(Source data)
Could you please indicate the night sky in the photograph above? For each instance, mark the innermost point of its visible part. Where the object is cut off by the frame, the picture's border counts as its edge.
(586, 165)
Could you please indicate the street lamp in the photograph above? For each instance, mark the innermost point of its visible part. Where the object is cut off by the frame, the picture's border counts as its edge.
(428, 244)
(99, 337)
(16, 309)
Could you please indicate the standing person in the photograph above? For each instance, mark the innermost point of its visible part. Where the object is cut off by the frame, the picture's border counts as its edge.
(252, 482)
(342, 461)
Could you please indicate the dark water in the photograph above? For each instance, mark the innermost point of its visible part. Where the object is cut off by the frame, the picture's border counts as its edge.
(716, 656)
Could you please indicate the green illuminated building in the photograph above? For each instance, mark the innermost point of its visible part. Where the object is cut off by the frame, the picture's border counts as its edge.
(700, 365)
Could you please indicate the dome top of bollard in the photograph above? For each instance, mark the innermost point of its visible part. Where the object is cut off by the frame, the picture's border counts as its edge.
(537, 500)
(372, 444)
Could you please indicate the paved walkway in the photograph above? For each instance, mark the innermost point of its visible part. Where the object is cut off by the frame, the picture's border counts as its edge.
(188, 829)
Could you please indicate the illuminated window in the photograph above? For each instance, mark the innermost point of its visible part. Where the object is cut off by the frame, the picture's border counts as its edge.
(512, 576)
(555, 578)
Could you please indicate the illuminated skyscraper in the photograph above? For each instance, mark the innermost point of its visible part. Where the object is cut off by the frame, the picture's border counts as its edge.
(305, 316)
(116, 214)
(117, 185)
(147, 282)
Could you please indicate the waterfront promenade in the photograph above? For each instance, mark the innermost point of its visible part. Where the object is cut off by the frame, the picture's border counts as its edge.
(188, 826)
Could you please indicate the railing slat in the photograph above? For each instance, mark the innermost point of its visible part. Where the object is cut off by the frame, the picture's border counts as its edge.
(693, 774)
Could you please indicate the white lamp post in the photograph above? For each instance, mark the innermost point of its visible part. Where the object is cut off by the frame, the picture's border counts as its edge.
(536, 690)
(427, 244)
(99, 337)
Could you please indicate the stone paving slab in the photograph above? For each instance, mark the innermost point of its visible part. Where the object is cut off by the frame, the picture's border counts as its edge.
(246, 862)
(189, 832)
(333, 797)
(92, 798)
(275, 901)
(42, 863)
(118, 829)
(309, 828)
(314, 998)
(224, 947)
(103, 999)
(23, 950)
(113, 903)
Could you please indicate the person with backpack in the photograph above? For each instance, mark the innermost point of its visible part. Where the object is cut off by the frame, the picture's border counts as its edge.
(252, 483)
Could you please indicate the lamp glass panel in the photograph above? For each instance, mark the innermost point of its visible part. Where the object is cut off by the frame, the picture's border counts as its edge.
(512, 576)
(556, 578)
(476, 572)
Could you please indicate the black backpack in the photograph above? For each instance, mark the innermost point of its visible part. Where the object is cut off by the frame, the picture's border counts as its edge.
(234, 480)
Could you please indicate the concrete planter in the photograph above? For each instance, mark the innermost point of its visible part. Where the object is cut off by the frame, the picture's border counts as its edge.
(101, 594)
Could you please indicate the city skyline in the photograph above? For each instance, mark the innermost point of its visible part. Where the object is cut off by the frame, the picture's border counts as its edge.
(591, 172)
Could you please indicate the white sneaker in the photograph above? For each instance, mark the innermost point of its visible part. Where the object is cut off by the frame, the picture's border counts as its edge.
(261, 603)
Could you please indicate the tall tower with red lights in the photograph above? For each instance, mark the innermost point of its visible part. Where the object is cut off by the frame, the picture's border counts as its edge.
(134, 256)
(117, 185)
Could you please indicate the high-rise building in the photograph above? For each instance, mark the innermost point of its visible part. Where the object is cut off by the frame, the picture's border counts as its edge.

▶ [REQUIRED WORK]: Write out again the part of the records that opens with the line containing "Could you please indicate the white sneaker" and runs through the end of the records, requests included. Shift every coordinate in the answers by -75, and leave the requests unchanged.

▶ [ANSWER TO THE TASK]:
Could you please indicate the white sneaker in the photograph above? For each instance, mark the innermost point of its visible part. Where the object is cut off by the frame, the picture's border counts as its edge.
(186, 528)
Could you please indicate the tall tower with red lights in the photograph above? For each instance, mark the innermost point of its visible part. Where the object is cut off by the frame, the picture's border counts as its edge.
(59, 181)
(42, 110)
Could you please indicate the high-rise building in the photograph above? For each instance, mark the innermost point of its visible part. Where the object is cut off by the frame, the picture's border counts as its edge.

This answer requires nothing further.